GOAL OF THE EXERCISE
From the records below, pull out the lines starting at the one containing "of the clear" and ending at the one containing "<point>244,167</point>". Include both end lines and change nothing.

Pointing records
————

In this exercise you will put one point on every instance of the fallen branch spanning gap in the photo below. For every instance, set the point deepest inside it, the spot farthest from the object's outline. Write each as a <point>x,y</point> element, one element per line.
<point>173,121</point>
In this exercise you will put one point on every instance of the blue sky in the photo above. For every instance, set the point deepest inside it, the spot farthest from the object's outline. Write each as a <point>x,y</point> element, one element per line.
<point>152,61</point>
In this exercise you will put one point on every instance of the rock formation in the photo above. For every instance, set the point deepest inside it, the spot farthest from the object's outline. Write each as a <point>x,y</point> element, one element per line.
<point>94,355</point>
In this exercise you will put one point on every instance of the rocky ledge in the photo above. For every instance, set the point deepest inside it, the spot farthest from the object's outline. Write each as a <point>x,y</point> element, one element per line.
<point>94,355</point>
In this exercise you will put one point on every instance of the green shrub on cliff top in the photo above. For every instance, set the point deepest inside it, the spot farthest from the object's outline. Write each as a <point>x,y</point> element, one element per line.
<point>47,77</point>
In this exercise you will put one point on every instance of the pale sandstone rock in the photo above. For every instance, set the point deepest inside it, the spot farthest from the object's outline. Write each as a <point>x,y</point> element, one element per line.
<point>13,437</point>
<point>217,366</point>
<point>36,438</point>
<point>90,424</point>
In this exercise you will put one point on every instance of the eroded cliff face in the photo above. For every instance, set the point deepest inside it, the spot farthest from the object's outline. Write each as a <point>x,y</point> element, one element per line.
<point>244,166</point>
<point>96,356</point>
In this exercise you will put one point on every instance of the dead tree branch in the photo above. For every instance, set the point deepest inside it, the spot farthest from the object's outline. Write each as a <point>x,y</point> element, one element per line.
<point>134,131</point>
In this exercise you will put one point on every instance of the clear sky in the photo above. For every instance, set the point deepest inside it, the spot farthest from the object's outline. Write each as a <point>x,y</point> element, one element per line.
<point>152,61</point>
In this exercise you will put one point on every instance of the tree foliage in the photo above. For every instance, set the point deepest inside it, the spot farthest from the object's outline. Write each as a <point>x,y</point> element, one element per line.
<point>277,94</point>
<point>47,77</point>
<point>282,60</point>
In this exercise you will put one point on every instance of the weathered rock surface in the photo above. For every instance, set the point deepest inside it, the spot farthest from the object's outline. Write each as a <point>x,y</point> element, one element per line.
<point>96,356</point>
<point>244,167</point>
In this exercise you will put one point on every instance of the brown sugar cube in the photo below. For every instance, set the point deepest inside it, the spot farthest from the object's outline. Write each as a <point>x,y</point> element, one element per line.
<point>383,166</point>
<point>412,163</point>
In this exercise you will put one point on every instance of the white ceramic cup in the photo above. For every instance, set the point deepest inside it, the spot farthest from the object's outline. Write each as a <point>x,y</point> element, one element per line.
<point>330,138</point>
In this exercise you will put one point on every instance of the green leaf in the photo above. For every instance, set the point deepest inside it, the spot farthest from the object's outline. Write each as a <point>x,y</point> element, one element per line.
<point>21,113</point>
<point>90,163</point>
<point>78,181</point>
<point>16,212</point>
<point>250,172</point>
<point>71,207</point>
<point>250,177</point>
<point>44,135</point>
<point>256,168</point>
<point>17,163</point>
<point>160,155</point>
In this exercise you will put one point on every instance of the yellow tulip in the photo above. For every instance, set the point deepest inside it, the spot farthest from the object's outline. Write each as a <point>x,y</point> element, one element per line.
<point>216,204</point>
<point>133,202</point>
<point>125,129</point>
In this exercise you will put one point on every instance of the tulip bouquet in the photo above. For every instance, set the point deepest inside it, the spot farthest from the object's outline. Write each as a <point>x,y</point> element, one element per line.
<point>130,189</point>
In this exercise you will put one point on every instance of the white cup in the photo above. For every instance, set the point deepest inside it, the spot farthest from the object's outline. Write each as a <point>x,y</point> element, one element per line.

————

FINISHED ANSWER
In this exercise you will put one point on every instance of the clear sky in the photo above. For every instance, set the point deepest inside it, the spot farthest from the object's outline. Write each as a <point>x,y</point> element, one element per line.
<point>152,61</point>
In this exercise you will put one point on every instance of the tree foliage in the photo above. For every instance, set the point deepest inside it, the spot farthest from the object's outline. Write each as a <point>x,y</point> element, one element per line.
<point>277,94</point>
<point>47,77</point>
<point>282,60</point>
In this exercise you will put one point on every instance of the weathered rock surface in the photo above. For every instance, set the point deepest inside it, the spot farthest from the object's outline. Write each as a <point>x,y</point> element, one element per line.
<point>96,356</point>
<point>244,167</point>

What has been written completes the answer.